● Data excerpts:
▼

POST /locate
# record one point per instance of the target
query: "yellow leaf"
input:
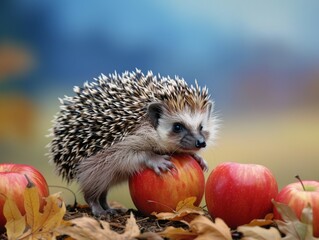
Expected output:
(207, 229)
(259, 233)
(201, 228)
(15, 225)
(49, 220)
(32, 206)
(185, 210)
(53, 213)
(88, 228)
(178, 234)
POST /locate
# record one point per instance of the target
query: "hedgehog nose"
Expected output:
(200, 143)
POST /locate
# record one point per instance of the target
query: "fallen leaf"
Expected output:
(201, 228)
(292, 227)
(34, 225)
(259, 233)
(178, 234)
(207, 229)
(185, 210)
(149, 236)
(15, 221)
(32, 206)
(88, 228)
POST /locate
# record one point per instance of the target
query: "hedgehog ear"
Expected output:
(154, 111)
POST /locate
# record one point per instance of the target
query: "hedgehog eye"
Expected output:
(177, 127)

▲

Could you give these lines again with every "hedgehog" swapped for "porcupine", everything else unchanged and the pictures left out?

● Written response:
POST /locate
# record one point per instance of the target
query: "yellow leaf"
input:
Expected output:
(207, 229)
(259, 233)
(201, 228)
(15, 225)
(49, 220)
(32, 206)
(185, 210)
(53, 213)
(88, 228)
(178, 234)
POST /locate
# record one point per instance of the target
query: "porcupine nose"
Expected output:
(200, 143)
POST /locate
# record one point per instance of the target
query: "fallen leaf"
Expected output:
(201, 228)
(292, 227)
(34, 225)
(259, 233)
(178, 234)
(207, 229)
(185, 210)
(149, 236)
(15, 221)
(32, 206)
(88, 228)
POST /locate
# record one point per instance of the target
query: "porcupine ear"
Expected output:
(154, 111)
POST /locate
# record one point per instance of the target
query: "porcupine eye"
Expected output:
(177, 127)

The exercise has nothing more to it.